Or fut le jour déterminé et nommé que les seigneurs de parlement rendroient leur arrêt ; car jà étoit-il tout escript et ordonné et clos, jusques à tant que les choses dessus dites fussent en l’état où elles étoient. Et au jour que les seigneurs du parlement rendirent leur arrêt, eut grand’foison des nobles du royaume de France, afin que la chose fût plus authentique. Et étoit là la roine de Sicile et de Jérusalem, duchesse d’Anjou et comtesse de Provence, et son fils Charles, prince de Tarente, et Jean de Blois, dit de Bretagne, comte de Pentièvre et de Limoges, les ducs d’Orléans, de Berry, de Bourgogne et de Bourbon, le comte de Brayne et l’évêque de Laon qui trait en parlement avoient la dame dessus dite pour le comte de Roussy ; et d’autre part messire Pierre de Craon et plusieurs nobles de son lignage. Premièrement, arrêt et sentence moult authentiquement furent rendus pour la comté de Roussy ; et fut l’héritage adjugé et remis ès mains et possession du comte de Brayne et de ses hoirs qui descendoient de la droite branche de Roussy. Réservé ce, il fut dit que la roine dessus dite devoit ravoir en deniers comptans tout ce que le roi Louis son mari en avoit payé à la comtesse de Roussy dernièrement morte. De ce jugement et arrêt les héritiers de la comté de Roussy, auxquels l’héritage appartenoit, remercièrent les seigneurs de parlement qui cet arrêt avoient rendu. Après se levèrent ceux qui ordonnés étoient à parler pour le second jugement ; et fut dit ainsi, par sentence de parlement : que messire Pierre de Craon étoit tenu envers madame la roine de Naples et de Jérusalem, duchesse d’Anjou et comtesse de Provence, en la somme de cent mille francs à payer de deniers appareillés, ou son corps aller en prison, tant qu’elle seroit de tous points contente et satisfaite. De cet arrêt remercia la dessus dite dame les seigneurs du parlement, et tantôt incontinent, à la complainte de la dame, main fut mise de par le roi de France, et messire Pierre de Craon saisi et mené sans déport ni sans aucune excusation au chastel du Louvre, et là enfermé et bien gardé ; et sur cel état ces seigneurs se départirent de la chambre de parlement, et retournèrent chacun en leurs lieux. Ainsi furent rendus ces deux arrêts que je vous dis, dont madame d’Anjou principalement fut cause.

----

Répondez aux questions suivantes sur le passage consacré aux arrêts du parlement :
1. À qui l'héritage de la comté de Roussy fut-il adjugé ?
2. Quelle somme messire Pierre de Craon fut-il tenu de payer à la duchesse d'Anjou ?
3. Où messire Pierre de Craon fut-il mené et enfermé ?
Appuyez-vous uniquement sur le passage pour répondre.

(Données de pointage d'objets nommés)
----

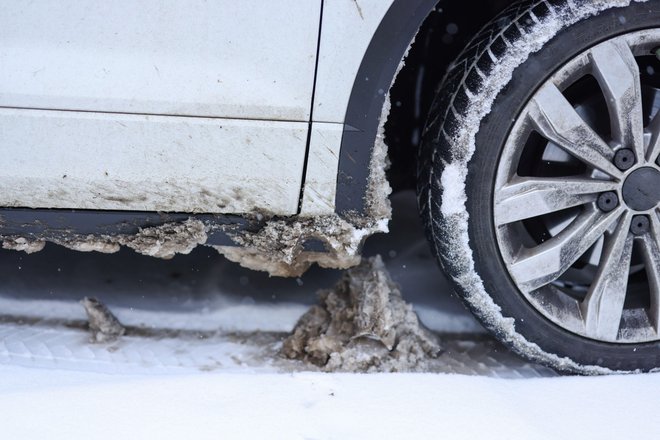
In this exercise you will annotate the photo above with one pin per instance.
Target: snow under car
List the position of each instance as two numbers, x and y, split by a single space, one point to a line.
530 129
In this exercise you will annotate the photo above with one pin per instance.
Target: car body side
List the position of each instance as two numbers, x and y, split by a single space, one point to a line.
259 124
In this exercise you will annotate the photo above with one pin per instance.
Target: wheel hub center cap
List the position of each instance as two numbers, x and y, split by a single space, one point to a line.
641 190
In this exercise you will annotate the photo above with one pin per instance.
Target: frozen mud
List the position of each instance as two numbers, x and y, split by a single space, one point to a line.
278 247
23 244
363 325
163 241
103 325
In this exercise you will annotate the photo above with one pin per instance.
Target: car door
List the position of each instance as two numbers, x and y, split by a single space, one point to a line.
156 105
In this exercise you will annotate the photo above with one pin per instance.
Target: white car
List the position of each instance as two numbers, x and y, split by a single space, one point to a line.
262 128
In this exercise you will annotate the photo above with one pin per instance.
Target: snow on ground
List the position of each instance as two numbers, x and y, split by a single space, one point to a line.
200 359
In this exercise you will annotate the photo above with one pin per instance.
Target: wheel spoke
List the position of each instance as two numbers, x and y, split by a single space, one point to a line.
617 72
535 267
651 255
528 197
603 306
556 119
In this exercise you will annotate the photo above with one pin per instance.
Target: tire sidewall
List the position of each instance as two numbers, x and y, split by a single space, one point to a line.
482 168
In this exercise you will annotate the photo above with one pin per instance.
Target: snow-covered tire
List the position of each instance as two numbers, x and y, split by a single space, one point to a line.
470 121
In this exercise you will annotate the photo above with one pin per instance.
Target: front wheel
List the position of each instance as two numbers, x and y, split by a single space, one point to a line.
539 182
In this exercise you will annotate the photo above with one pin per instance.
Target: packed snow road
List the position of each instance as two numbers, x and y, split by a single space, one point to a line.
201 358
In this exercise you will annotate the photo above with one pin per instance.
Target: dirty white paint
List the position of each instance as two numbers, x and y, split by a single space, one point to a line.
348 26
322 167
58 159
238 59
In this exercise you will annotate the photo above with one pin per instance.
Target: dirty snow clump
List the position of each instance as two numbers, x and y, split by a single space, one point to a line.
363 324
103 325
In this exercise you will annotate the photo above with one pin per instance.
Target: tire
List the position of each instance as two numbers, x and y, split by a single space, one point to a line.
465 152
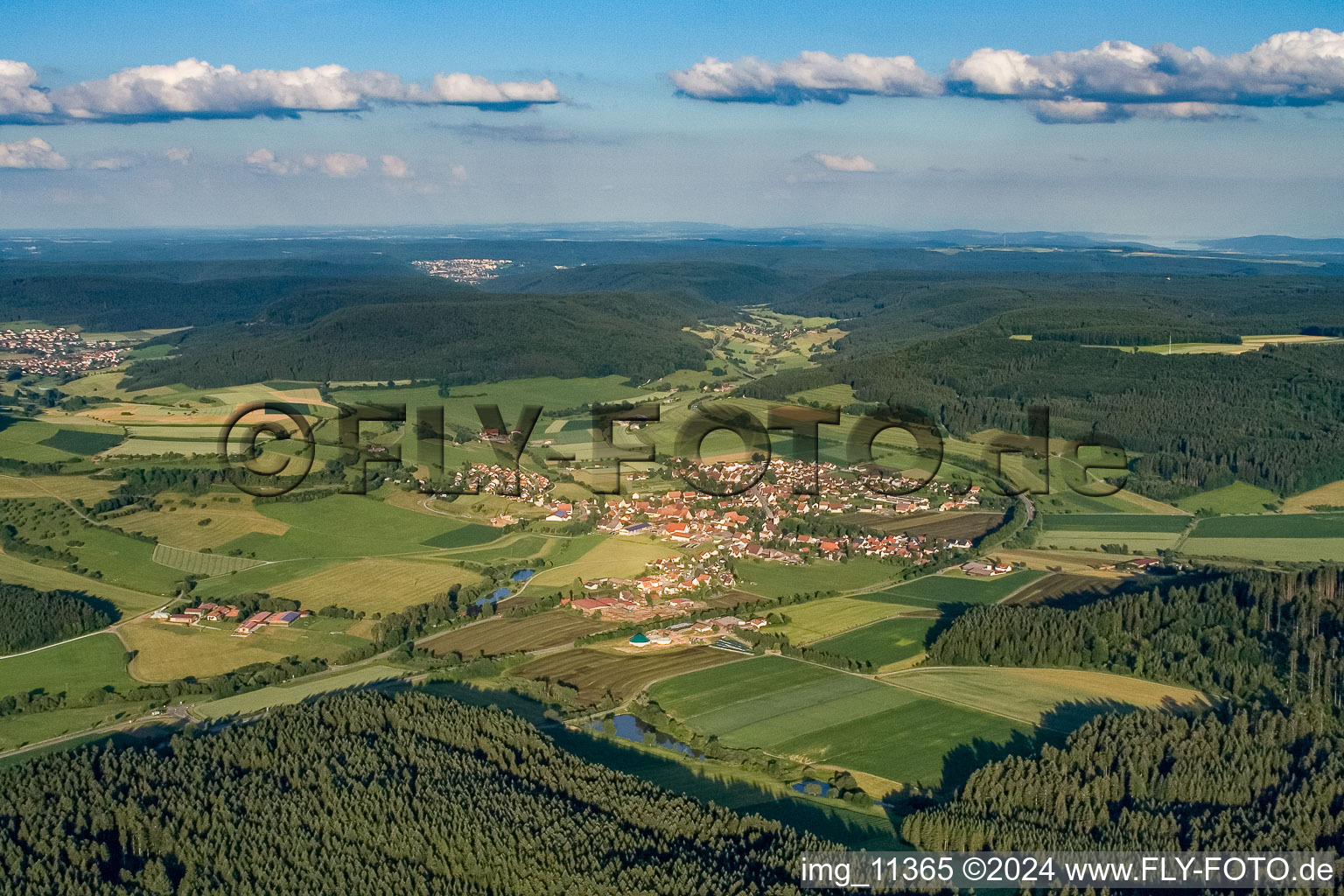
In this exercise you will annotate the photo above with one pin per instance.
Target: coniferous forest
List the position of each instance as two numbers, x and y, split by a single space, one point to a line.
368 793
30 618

----

**Réponse attendue**
1. Au comte de Brayne et à ses hoirs, qui descendaient de la droite branche de Roussy.
2. Cent mille francs.
3. Au château du Louvre.